### EXERCISE DESCRIPTION
Strip out the pictures and transcribe the records that follow exactly.

+++

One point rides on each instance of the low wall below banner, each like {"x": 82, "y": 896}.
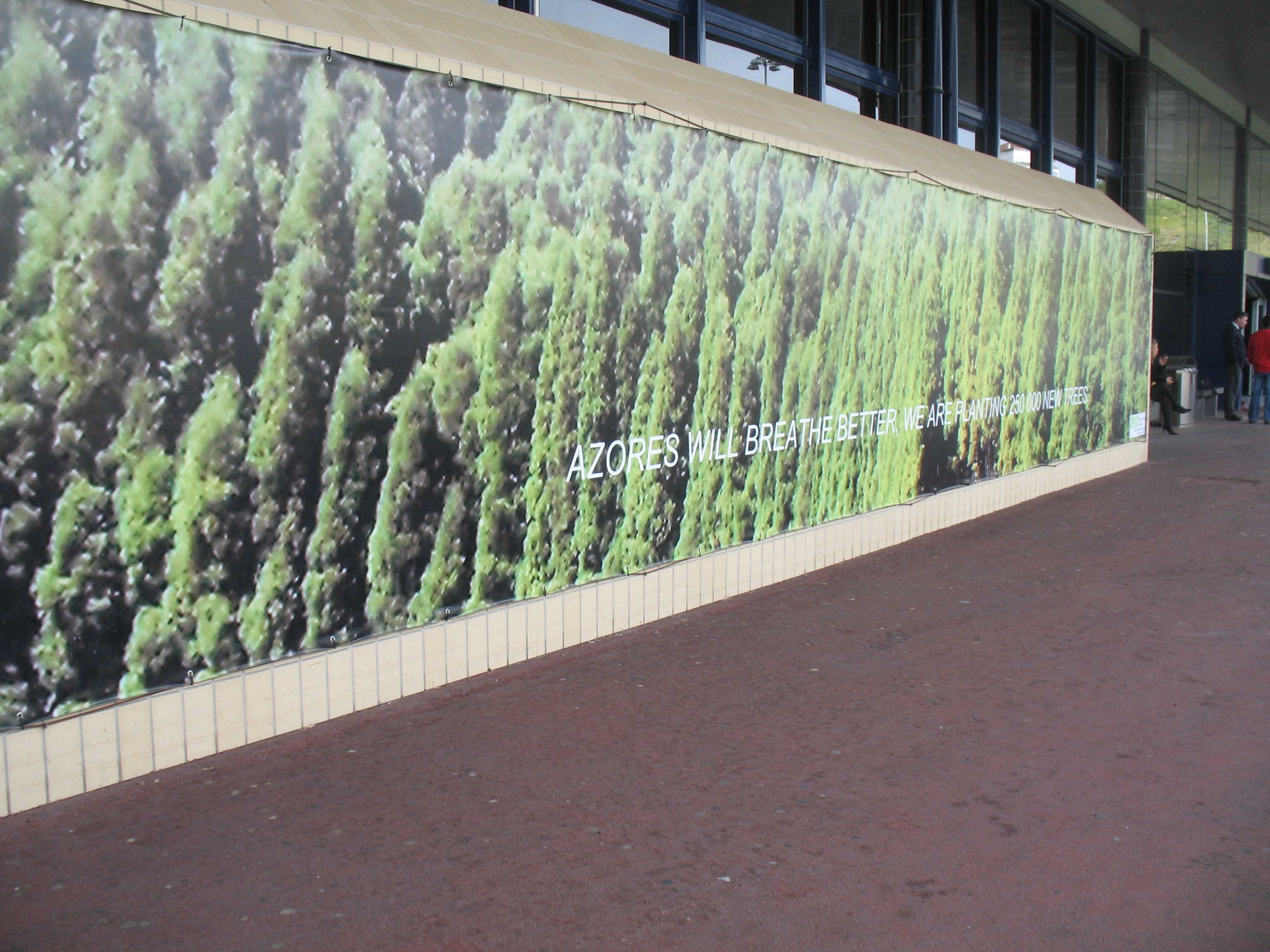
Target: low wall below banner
{"x": 61, "y": 758}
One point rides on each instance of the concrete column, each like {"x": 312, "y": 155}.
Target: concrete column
{"x": 1133, "y": 190}
{"x": 912, "y": 75}
{"x": 813, "y": 16}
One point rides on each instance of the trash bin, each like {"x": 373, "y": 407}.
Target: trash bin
{"x": 1185, "y": 375}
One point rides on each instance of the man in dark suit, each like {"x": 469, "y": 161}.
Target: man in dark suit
{"x": 1236, "y": 357}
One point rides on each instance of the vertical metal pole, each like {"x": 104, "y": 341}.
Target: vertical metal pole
{"x": 1044, "y": 93}
{"x": 1240, "y": 231}
{"x": 933, "y": 69}
{"x": 992, "y": 75}
{"x": 1091, "y": 120}
{"x": 695, "y": 31}
{"x": 952, "y": 65}
{"x": 813, "y": 19}
{"x": 1133, "y": 196}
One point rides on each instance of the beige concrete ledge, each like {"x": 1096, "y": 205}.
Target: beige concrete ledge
{"x": 74, "y": 754}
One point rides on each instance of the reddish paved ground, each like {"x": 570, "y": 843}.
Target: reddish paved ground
{"x": 1044, "y": 730}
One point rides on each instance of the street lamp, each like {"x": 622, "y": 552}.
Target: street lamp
{"x": 766, "y": 65}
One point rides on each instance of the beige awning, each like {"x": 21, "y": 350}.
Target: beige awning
{"x": 486, "y": 42}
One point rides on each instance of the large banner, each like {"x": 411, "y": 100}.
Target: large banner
{"x": 300, "y": 348}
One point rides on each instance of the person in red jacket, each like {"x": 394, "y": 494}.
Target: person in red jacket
{"x": 1259, "y": 357}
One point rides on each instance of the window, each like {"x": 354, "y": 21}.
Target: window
{"x": 1019, "y": 42}
{"x": 845, "y": 29}
{"x": 750, "y": 65}
{"x": 969, "y": 68}
{"x": 1110, "y": 106}
{"x": 611, "y": 22}
{"x": 779, "y": 14}
{"x": 1110, "y": 187}
{"x": 1069, "y": 88}
{"x": 860, "y": 30}
{"x": 862, "y": 100}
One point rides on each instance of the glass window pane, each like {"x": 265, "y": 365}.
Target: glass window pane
{"x": 969, "y": 75}
{"x": 860, "y": 100}
{"x": 1110, "y": 187}
{"x": 748, "y": 65}
{"x": 1019, "y": 41}
{"x": 1216, "y": 181}
{"x": 845, "y": 27}
{"x": 1110, "y": 105}
{"x": 1069, "y": 88}
{"x": 775, "y": 13}
{"x": 843, "y": 98}
{"x": 1065, "y": 172}
{"x": 862, "y": 30}
{"x": 599, "y": 18}
{"x": 1015, "y": 154}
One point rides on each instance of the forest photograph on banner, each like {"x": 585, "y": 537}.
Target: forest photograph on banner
{"x": 299, "y": 347}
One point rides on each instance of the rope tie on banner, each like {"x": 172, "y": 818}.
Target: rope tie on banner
{"x": 896, "y": 173}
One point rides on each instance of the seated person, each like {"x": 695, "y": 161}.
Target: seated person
{"x": 1163, "y": 390}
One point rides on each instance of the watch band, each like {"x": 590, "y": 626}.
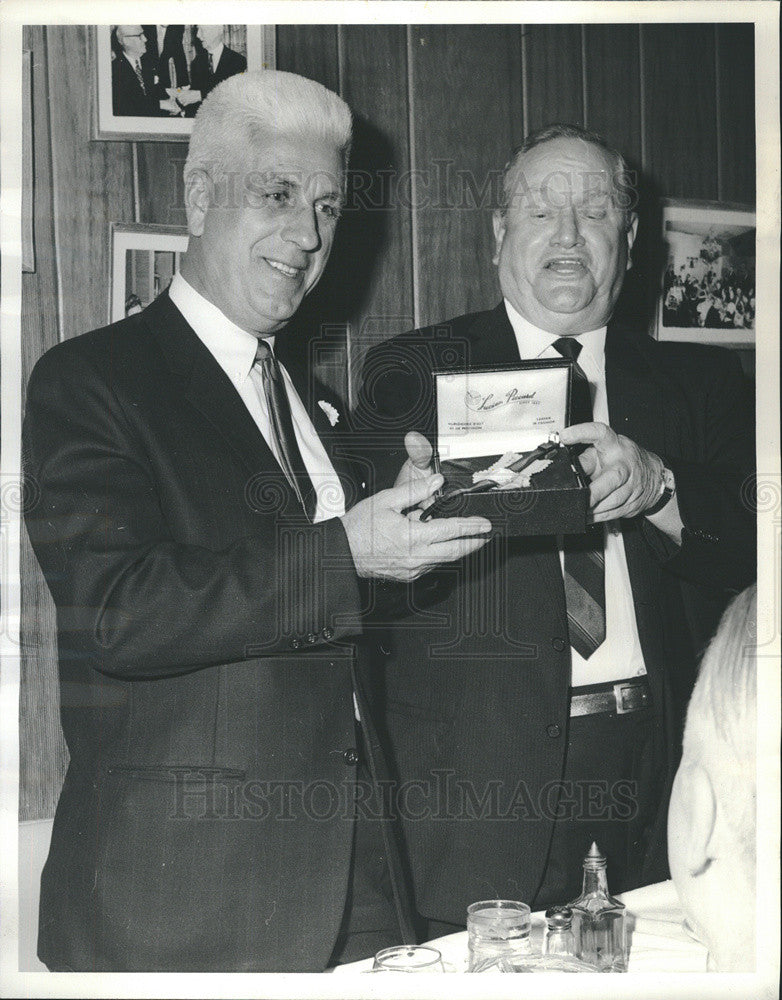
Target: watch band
{"x": 667, "y": 490}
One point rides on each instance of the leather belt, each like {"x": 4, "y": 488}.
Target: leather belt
{"x": 621, "y": 697}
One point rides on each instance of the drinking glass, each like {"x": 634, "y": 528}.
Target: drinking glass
{"x": 408, "y": 958}
{"x": 497, "y": 928}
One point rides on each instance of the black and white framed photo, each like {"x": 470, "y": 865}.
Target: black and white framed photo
{"x": 150, "y": 79}
{"x": 708, "y": 291}
{"x": 144, "y": 259}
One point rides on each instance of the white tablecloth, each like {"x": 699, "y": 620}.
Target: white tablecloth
{"x": 655, "y": 930}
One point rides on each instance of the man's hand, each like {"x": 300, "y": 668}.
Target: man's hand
{"x": 624, "y": 478}
{"x": 388, "y": 545}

+++

### EXERCISE RESULT
One point rides on each instance of the low wall below banner, each like {"x": 82, "y": 896}.
Target: low wall below banner
{"x": 61, "y": 758}
One point rides on each instance of the concrete column, each like {"x": 312, "y": 155}.
Target: concrete column
{"x": 1133, "y": 190}
{"x": 912, "y": 75}
{"x": 813, "y": 16}
One point rides on each instance of the trash bin, each like {"x": 373, "y": 407}.
Target: trash bin
{"x": 1185, "y": 375}
One point rides on each instance of the man in dark suit, each like {"x": 469, "y": 161}.
Target: man in dark suit
{"x": 1236, "y": 357}
One point rides on each instance of the vertical metal pole, each like {"x": 104, "y": 341}.
Target: vertical metal pole
{"x": 1044, "y": 93}
{"x": 1240, "y": 231}
{"x": 933, "y": 69}
{"x": 992, "y": 75}
{"x": 1091, "y": 120}
{"x": 695, "y": 31}
{"x": 952, "y": 65}
{"x": 813, "y": 19}
{"x": 1133, "y": 196}
One point rides on each instance of the beige concrete ledge, each like {"x": 1096, "y": 205}.
Target: beige concrete ledge
{"x": 74, "y": 754}
One point rides on each instance of the reddish paved ground, each like {"x": 570, "y": 843}.
Target: reddish paved ground
{"x": 1044, "y": 730}
One point rides on each instance of the street lamp, each like {"x": 622, "y": 552}.
Target: street lamp
{"x": 766, "y": 65}
One point rides on each instance of the beige awning, each like {"x": 21, "y": 350}.
Target: beige awning
{"x": 486, "y": 42}
One point rides on each instance of the large banner, each like {"x": 411, "y": 100}.
Target: large banner
{"x": 300, "y": 348}
One point rides on each instance of the person in red jacket, each like {"x": 394, "y": 494}.
Target: person in red jacket
{"x": 1259, "y": 357}
One point rides on each instance of the window, each like {"x": 354, "y": 21}.
Target: window
{"x": 1019, "y": 42}
{"x": 845, "y": 29}
{"x": 750, "y": 65}
{"x": 969, "y": 68}
{"x": 1110, "y": 106}
{"x": 611, "y": 22}
{"x": 779, "y": 14}
{"x": 1110, "y": 187}
{"x": 1069, "y": 88}
{"x": 860, "y": 30}
{"x": 862, "y": 100}
One point rides on each instance of the glass window pane, each like {"x": 265, "y": 365}.
Target: glass window pane
{"x": 969, "y": 75}
{"x": 860, "y": 100}
{"x": 1110, "y": 187}
{"x": 748, "y": 65}
{"x": 1019, "y": 41}
{"x": 1216, "y": 181}
{"x": 845, "y": 27}
{"x": 1110, "y": 105}
{"x": 1069, "y": 88}
{"x": 775, "y": 13}
{"x": 843, "y": 98}
{"x": 1065, "y": 172}
{"x": 862, "y": 30}
{"x": 599, "y": 18}
{"x": 1015, "y": 154}
One point rides on each instance of the forest photograph on banner, each like {"x": 585, "y": 537}.
Target: forest photograph on banner
{"x": 299, "y": 347}
One point rides on each instance of the rope tie on banner, each like {"x": 172, "y": 818}.
Target: rope tie on banner
{"x": 896, "y": 173}
One point rides on each instance of the seated person, each like {"x": 695, "y": 161}.
Target: seated person
{"x": 1163, "y": 390}
One point rides on each instance of the watch band, each like {"x": 590, "y": 626}.
Target: watch band
{"x": 667, "y": 490}
One point rides on each instance of the leather belt, each like {"x": 4, "y": 488}.
Target: leather belt
{"x": 621, "y": 697}
One point rides on each instance of the drinking glass, each like {"x": 634, "y": 528}.
Target: drinking glass
{"x": 408, "y": 958}
{"x": 497, "y": 928}
One point rides on each instance of the black and white framed photo, each like {"x": 470, "y": 865}.
Target: black and white framed photo
{"x": 150, "y": 79}
{"x": 708, "y": 291}
{"x": 144, "y": 259}
One point rides on each instance of the white tablecloth, each like {"x": 699, "y": 620}.
Target: white tablecloth
{"x": 655, "y": 930}
One point rides on each instance of the man's hand, each like {"x": 300, "y": 668}.
Target: man's hand
{"x": 624, "y": 478}
{"x": 388, "y": 545}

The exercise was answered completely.